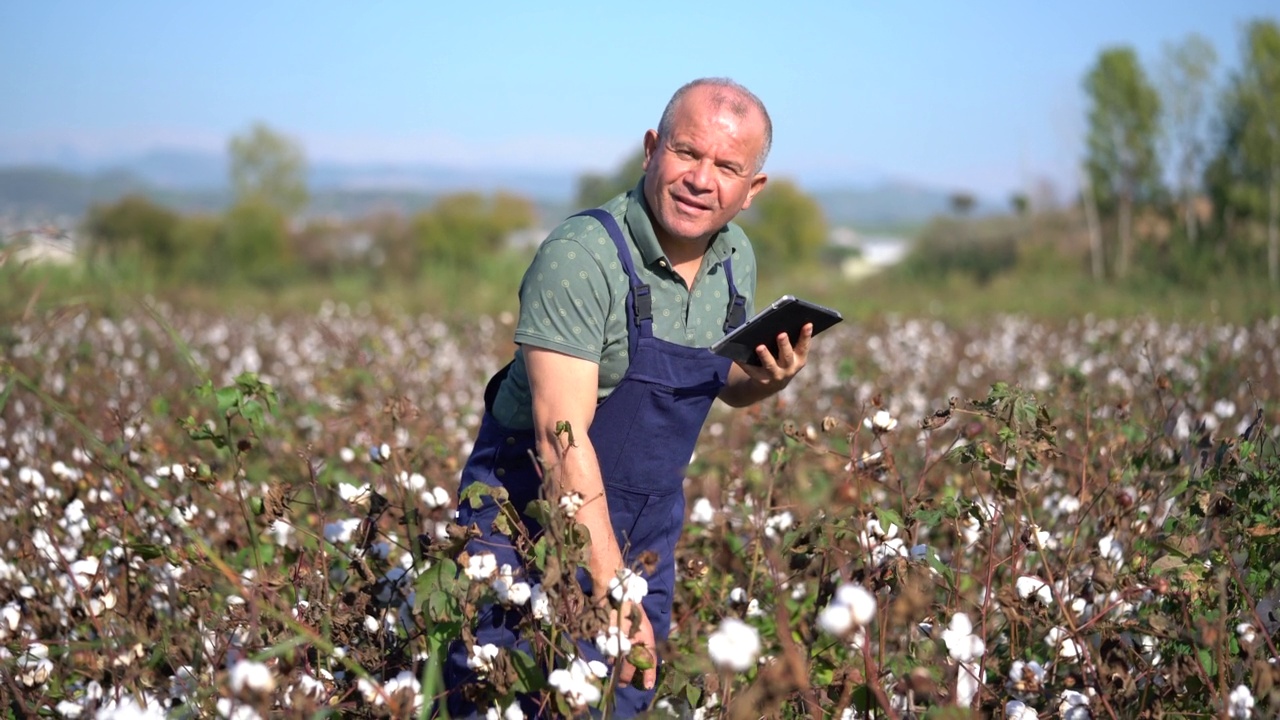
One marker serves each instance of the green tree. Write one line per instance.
(1185, 80)
(255, 241)
(785, 224)
(133, 226)
(1243, 178)
(1121, 162)
(1258, 95)
(465, 228)
(199, 237)
(593, 190)
(268, 167)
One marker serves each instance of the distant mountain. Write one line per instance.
(49, 192)
(193, 181)
(890, 204)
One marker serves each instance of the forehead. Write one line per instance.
(716, 114)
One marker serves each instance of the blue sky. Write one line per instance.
(982, 95)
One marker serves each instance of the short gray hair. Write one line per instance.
(739, 100)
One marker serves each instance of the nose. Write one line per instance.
(699, 176)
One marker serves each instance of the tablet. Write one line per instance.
(787, 314)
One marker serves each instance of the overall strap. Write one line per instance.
(736, 313)
(640, 308)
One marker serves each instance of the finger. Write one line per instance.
(801, 347)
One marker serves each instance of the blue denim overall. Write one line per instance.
(644, 434)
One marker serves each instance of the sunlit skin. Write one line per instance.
(696, 180)
(703, 174)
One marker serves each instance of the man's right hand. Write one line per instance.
(643, 645)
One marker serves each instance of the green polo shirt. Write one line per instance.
(572, 297)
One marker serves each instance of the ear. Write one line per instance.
(650, 146)
(757, 186)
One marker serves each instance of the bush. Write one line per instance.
(978, 250)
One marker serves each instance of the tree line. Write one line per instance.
(1174, 158)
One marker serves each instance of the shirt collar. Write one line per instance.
(640, 223)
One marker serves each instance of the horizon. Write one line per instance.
(992, 94)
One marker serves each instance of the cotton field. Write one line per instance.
(242, 516)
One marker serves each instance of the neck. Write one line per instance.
(682, 251)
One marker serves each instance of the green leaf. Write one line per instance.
(146, 551)
(252, 411)
(529, 675)
(887, 515)
(475, 495)
(227, 399)
(929, 518)
(540, 511)
(1206, 659)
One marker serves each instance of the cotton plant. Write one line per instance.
(967, 650)
(734, 646)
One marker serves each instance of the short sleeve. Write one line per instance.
(563, 300)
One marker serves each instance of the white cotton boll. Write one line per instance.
(969, 678)
(248, 677)
(859, 601)
(778, 524)
(1111, 550)
(734, 646)
(32, 668)
(355, 495)
(481, 657)
(1073, 705)
(481, 566)
(126, 707)
(1240, 703)
(341, 531)
(571, 504)
(438, 497)
(1029, 586)
(760, 452)
(703, 513)
(836, 619)
(1069, 650)
(881, 422)
(10, 616)
(539, 605)
(576, 683)
(961, 643)
(627, 587)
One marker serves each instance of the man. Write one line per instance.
(616, 314)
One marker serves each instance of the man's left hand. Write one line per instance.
(752, 383)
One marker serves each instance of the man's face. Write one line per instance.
(704, 173)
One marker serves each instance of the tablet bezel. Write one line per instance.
(786, 314)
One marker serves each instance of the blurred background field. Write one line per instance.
(1125, 168)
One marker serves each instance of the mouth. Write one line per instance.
(690, 205)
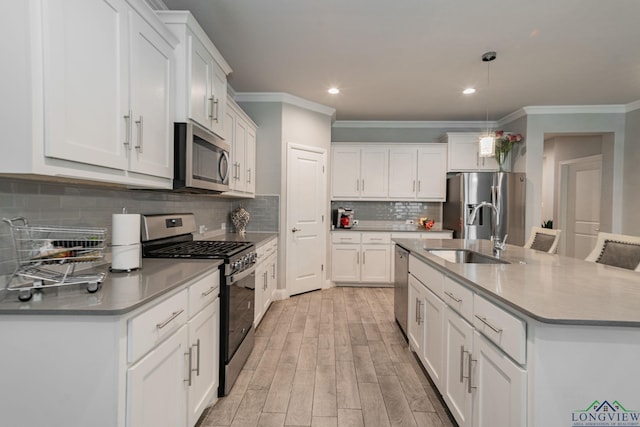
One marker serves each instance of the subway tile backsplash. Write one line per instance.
(392, 211)
(44, 203)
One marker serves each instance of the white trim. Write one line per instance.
(285, 98)
(156, 4)
(184, 17)
(512, 117)
(632, 106)
(367, 124)
(575, 109)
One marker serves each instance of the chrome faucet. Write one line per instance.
(499, 244)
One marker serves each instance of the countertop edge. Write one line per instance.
(504, 301)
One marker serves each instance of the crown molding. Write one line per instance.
(392, 124)
(575, 109)
(633, 106)
(284, 98)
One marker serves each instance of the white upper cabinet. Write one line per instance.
(360, 172)
(389, 172)
(418, 172)
(240, 133)
(463, 153)
(202, 74)
(100, 74)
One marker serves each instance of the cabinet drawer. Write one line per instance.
(507, 331)
(154, 325)
(203, 292)
(432, 278)
(345, 237)
(459, 297)
(376, 238)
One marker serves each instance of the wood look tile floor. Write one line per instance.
(333, 358)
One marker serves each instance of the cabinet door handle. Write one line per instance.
(486, 322)
(169, 319)
(140, 124)
(469, 386)
(453, 297)
(190, 366)
(216, 104)
(210, 101)
(208, 291)
(462, 352)
(127, 125)
(197, 345)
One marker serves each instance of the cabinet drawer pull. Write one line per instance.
(127, 120)
(469, 386)
(190, 365)
(208, 291)
(486, 322)
(197, 370)
(462, 352)
(453, 297)
(173, 316)
(140, 124)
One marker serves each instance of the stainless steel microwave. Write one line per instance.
(201, 160)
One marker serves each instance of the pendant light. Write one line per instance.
(487, 143)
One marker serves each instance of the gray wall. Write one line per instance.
(631, 186)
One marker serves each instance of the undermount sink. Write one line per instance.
(466, 256)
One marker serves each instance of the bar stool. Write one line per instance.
(543, 239)
(618, 250)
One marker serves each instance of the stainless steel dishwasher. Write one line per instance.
(401, 288)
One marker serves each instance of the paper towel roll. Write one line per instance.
(125, 229)
(127, 257)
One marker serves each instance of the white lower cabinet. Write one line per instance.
(498, 387)
(415, 327)
(266, 278)
(156, 387)
(204, 354)
(470, 364)
(458, 342)
(361, 257)
(176, 377)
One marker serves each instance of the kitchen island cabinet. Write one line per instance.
(100, 78)
(524, 340)
(127, 355)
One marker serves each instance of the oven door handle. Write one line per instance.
(239, 276)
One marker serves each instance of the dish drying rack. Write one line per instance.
(48, 256)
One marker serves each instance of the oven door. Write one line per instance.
(240, 288)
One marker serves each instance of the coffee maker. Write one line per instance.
(343, 218)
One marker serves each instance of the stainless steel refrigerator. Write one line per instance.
(506, 190)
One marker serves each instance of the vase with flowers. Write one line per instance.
(504, 144)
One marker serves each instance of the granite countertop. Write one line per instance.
(391, 226)
(548, 288)
(122, 292)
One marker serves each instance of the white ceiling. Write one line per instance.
(410, 59)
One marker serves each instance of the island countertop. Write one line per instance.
(545, 287)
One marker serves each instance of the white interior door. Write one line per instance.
(581, 180)
(306, 206)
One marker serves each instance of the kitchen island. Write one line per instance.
(530, 340)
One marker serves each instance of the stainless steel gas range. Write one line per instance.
(170, 236)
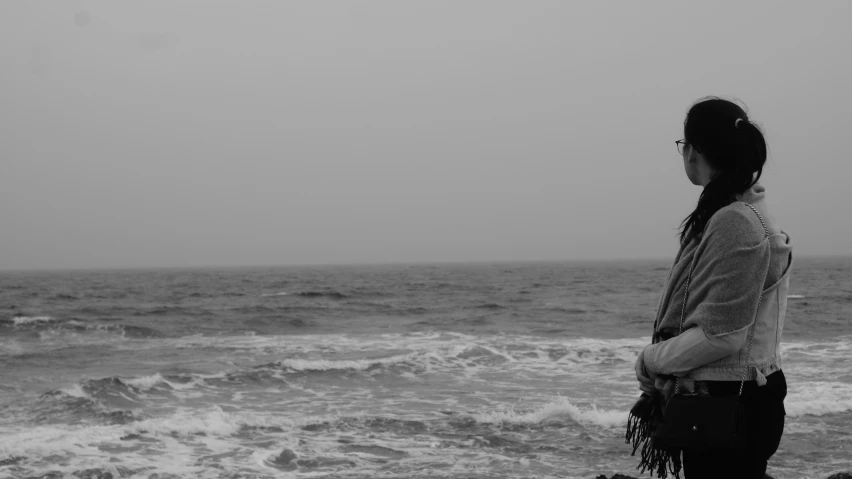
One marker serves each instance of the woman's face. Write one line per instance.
(692, 164)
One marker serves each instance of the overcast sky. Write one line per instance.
(192, 133)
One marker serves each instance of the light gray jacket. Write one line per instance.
(739, 265)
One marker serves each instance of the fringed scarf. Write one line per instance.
(644, 418)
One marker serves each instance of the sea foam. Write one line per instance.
(560, 408)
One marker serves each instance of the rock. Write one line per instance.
(285, 458)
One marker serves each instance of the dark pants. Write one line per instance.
(764, 410)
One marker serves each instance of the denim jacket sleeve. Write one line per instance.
(690, 350)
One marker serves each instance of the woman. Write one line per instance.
(737, 262)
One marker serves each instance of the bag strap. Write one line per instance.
(754, 324)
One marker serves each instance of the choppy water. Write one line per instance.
(512, 370)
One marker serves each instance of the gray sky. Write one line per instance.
(178, 133)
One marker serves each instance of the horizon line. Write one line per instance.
(367, 264)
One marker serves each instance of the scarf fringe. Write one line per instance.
(655, 460)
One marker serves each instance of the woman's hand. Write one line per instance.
(646, 381)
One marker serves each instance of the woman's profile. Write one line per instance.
(721, 315)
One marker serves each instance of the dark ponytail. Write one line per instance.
(733, 146)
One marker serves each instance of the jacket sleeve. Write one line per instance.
(724, 295)
(690, 350)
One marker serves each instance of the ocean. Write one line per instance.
(447, 370)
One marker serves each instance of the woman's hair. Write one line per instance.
(733, 146)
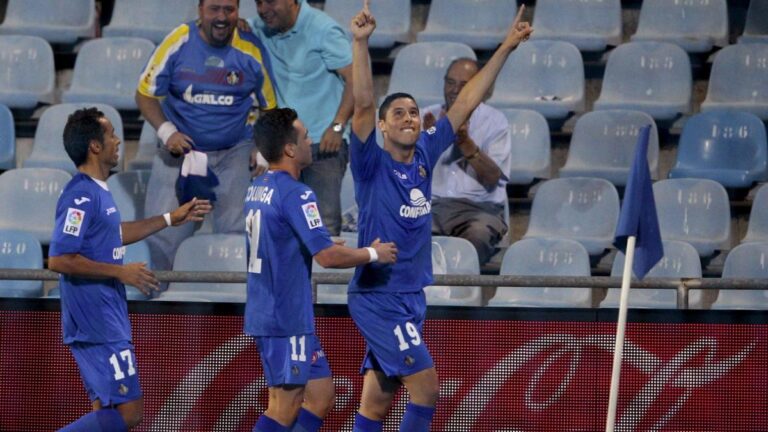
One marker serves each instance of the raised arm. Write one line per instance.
(364, 115)
(472, 93)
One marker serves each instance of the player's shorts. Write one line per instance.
(292, 360)
(391, 324)
(108, 371)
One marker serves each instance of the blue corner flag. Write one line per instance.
(638, 212)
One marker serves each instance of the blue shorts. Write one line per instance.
(108, 371)
(292, 360)
(391, 324)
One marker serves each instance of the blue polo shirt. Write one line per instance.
(303, 61)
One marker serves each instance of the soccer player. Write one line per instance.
(284, 232)
(87, 248)
(393, 188)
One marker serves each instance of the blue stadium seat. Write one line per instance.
(419, 69)
(544, 257)
(7, 139)
(653, 77)
(454, 255)
(149, 19)
(20, 250)
(53, 20)
(745, 261)
(726, 146)
(546, 76)
(591, 25)
(48, 147)
(758, 218)
(756, 26)
(530, 146)
(739, 79)
(129, 189)
(680, 261)
(577, 208)
(696, 26)
(393, 19)
(29, 200)
(603, 145)
(27, 74)
(106, 71)
(481, 24)
(696, 211)
(209, 252)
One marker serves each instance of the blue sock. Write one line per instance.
(103, 420)
(364, 424)
(417, 418)
(266, 424)
(307, 422)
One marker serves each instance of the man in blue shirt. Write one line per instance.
(87, 248)
(198, 91)
(393, 191)
(284, 231)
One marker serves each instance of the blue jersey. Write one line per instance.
(394, 200)
(88, 224)
(210, 91)
(284, 232)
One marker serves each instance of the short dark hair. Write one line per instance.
(83, 126)
(273, 130)
(388, 101)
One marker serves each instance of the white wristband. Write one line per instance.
(165, 131)
(373, 255)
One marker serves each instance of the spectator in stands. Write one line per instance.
(469, 180)
(197, 91)
(286, 229)
(87, 248)
(312, 66)
(387, 302)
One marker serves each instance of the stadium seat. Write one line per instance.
(149, 19)
(577, 208)
(129, 189)
(745, 261)
(481, 24)
(20, 250)
(545, 76)
(393, 19)
(758, 218)
(696, 26)
(106, 71)
(653, 77)
(726, 146)
(603, 145)
(29, 200)
(27, 74)
(739, 79)
(680, 261)
(591, 25)
(454, 255)
(544, 257)
(696, 211)
(53, 20)
(419, 69)
(209, 252)
(530, 138)
(48, 147)
(756, 27)
(7, 139)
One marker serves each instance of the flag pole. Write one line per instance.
(618, 349)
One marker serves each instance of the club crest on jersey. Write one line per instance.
(312, 215)
(73, 222)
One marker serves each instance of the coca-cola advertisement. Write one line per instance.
(200, 373)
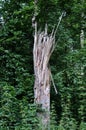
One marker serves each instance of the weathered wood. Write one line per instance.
(43, 45)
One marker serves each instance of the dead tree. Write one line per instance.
(44, 45)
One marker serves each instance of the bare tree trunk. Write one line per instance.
(43, 47)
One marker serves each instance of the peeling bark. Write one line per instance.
(43, 45)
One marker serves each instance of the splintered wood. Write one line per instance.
(43, 47)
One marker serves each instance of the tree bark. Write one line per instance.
(43, 48)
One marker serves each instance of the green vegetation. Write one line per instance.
(68, 64)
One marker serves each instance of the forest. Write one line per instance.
(18, 111)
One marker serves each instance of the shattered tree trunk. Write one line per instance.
(43, 48)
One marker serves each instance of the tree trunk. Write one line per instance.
(43, 48)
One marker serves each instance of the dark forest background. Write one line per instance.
(68, 64)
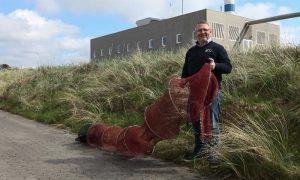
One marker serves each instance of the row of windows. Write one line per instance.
(138, 45)
(218, 33)
(261, 38)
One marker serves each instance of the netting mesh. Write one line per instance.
(183, 100)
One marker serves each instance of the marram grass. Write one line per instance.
(260, 105)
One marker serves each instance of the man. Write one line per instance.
(206, 51)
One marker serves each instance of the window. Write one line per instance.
(218, 30)
(260, 37)
(94, 55)
(110, 50)
(178, 38)
(234, 33)
(247, 44)
(194, 38)
(150, 43)
(138, 46)
(119, 49)
(163, 41)
(128, 48)
(273, 39)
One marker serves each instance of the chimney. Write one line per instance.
(229, 6)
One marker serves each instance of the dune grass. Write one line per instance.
(260, 105)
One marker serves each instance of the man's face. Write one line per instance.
(203, 32)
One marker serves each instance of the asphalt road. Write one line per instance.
(30, 151)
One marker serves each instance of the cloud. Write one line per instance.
(289, 34)
(130, 10)
(28, 40)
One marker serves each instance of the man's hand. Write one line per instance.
(182, 83)
(212, 63)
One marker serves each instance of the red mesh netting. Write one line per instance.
(183, 100)
(109, 138)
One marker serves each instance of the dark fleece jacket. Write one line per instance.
(197, 56)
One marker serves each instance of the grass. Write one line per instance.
(260, 105)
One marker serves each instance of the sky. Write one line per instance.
(35, 33)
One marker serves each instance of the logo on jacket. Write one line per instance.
(208, 51)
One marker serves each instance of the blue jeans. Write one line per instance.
(215, 120)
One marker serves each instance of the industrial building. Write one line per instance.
(168, 34)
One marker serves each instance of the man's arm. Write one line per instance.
(223, 65)
(185, 67)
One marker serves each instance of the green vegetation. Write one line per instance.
(260, 106)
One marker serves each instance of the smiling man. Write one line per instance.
(206, 51)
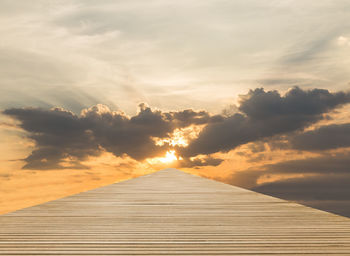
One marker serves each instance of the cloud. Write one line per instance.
(266, 114)
(326, 192)
(324, 138)
(63, 138)
(322, 182)
(194, 163)
(322, 165)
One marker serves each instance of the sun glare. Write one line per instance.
(169, 157)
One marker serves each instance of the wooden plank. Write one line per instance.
(172, 213)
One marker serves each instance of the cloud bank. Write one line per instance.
(61, 136)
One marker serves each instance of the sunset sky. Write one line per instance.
(252, 93)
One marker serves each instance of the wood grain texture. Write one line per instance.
(172, 213)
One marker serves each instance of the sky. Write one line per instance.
(251, 93)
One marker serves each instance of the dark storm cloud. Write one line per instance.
(62, 136)
(324, 138)
(324, 184)
(325, 192)
(323, 165)
(265, 114)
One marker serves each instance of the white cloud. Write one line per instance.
(343, 41)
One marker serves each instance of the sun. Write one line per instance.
(169, 157)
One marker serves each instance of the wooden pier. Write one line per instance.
(172, 213)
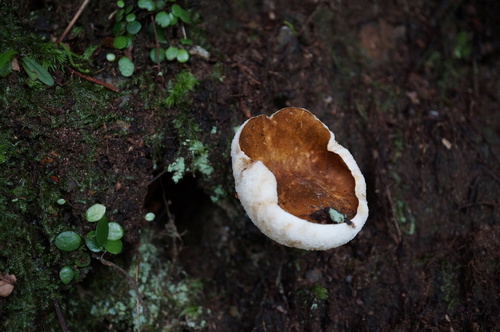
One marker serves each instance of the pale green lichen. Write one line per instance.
(178, 168)
(166, 303)
(336, 216)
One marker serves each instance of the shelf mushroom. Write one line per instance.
(296, 183)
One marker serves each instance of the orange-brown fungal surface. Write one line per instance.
(293, 145)
(297, 184)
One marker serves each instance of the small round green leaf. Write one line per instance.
(133, 27)
(181, 13)
(161, 54)
(182, 56)
(119, 15)
(122, 42)
(160, 4)
(115, 231)
(149, 5)
(92, 243)
(114, 247)
(126, 67)
(171, 52)
(173, 19)
(118, 29)
(130, 17)
(95, 212)
(101, 232)
(68, 241)
(66, 274)
(162, 19)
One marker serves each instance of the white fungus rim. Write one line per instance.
(256, 187)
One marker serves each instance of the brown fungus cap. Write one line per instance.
(297, 184)
(293, 145)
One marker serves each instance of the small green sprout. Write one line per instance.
(95, 212)
(91, 243)
(126, 67)
(107, 235)
(182, 56)
(110, 57)
(171, 53)
(68, 241)
(150, 216)
(161, 55)
(115, 231)
(66, 274)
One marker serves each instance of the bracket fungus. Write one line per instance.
(296, 183)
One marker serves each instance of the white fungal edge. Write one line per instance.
(256, 187)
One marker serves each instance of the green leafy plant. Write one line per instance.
(34, 70)
(163, 16)
(106, 237)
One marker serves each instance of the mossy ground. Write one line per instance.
(411, 90)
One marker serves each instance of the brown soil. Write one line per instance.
(421, 121)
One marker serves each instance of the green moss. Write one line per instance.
(167, 302)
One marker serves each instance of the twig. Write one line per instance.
(137, 303)
(130, 280)
(94, 80)
(82, 7)
(60, 316)
(397, 237)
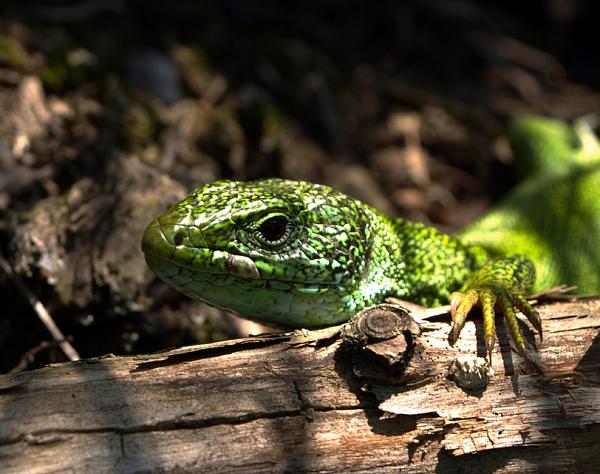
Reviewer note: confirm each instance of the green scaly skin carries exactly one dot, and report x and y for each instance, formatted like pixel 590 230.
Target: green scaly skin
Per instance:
pixel 336 255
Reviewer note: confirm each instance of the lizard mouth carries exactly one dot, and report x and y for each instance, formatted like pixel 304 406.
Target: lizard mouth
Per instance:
pixel 168 260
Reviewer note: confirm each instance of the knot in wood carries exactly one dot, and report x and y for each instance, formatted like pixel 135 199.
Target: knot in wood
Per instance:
pixel 379 324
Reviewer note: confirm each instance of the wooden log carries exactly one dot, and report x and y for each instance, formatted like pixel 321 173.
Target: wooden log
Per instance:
pixel 296 403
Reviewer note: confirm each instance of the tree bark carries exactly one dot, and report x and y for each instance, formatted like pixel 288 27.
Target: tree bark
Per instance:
pixel 305 402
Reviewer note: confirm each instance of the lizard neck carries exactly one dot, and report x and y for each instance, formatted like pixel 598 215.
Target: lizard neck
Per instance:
pixel 427 265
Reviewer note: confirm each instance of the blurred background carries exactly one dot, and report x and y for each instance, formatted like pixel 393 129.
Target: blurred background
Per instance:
pixel 112 110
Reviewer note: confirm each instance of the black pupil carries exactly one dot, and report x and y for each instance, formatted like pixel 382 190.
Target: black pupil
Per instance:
pixel 273 229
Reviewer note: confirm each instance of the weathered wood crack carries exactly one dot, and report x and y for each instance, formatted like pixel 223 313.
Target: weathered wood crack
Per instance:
pixel 309 403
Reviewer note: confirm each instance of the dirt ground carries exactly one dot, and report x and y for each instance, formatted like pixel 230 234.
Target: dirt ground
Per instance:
pixel 113 110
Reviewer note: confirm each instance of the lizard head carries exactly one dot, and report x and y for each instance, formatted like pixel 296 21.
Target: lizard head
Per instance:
pixel 281 252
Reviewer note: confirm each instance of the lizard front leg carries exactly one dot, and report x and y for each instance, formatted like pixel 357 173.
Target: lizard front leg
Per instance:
pixel 500 285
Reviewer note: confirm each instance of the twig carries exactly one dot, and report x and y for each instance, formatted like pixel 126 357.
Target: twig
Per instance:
pixel 28 357
pixel 41 311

## WORK ORDER
Using the data above, return the lines from the one holding "One marker serves each instance of the brown soil." through the one holding "Target: black pupil" exactly, but not the pictures.

## SOLVED EXERCISE
One marker serves each instance of the brown soil. Write one line per instance.
(421, 121)
One marker serves each instance of the green moss. Write one line per instance.
(167, 302)
One marker serves each instance of the twig. Write one line per instance.
(137, 303)
(130, 280)
(94, 80)
(82, 7)
(60, 316)
(397, 237)
Reviewer note: confirm each instance of the green scaly skin carries exactly one dot, and report x and y for each instance, formatted like pixel 590 230.
Target: green scaly skin
Per instance:
pixel 336 255
Reviewer note: confirm each instance of the lizard mouth carries exactly one dot, and report x and y for each instance, formatted like pixel 304 406.
Target: lizard mouth
Per instance:
pixel 168 260
Reviewer note: confirm each instance of the knot in wood carries exactly one dot, and report x and y for each instance, formatted like pixel 135 199.
Target: knot in wood
Per instance:
pixel 379 324
Reviewer note: confirm each instance of the wooden log carries exactly one dot, and report x and y for each instance, formatted like pixel 321 173.
Target: wooden log
Per instance:
pixel 296 403
Reviewer note: confirm each instance of the tree bark carries exactly one dot, and report x and y for each instance, formatted like pixel 288 27.
Target: tree bark
Per instance:
pixel 305 402
Reviewer note: confirm each instance of the lizard neck carries exactly one dot, and report x and y for each instance, formatted like pixel 598 215.
Target: lizard neck
Per instance:
pixel 427 265
Reviewer note: confirm each instance of the blurred background carries exactly one dot, and report x and y for each instance, formatted like pixel 393 129.
Target: blurred background
Per instance:
pixel 112 110
Reviewer note: confirm each instance of the black pupil carries exactly one dot, and report x and y for each instance, formatted like pixel 382 190.
Target: black pupil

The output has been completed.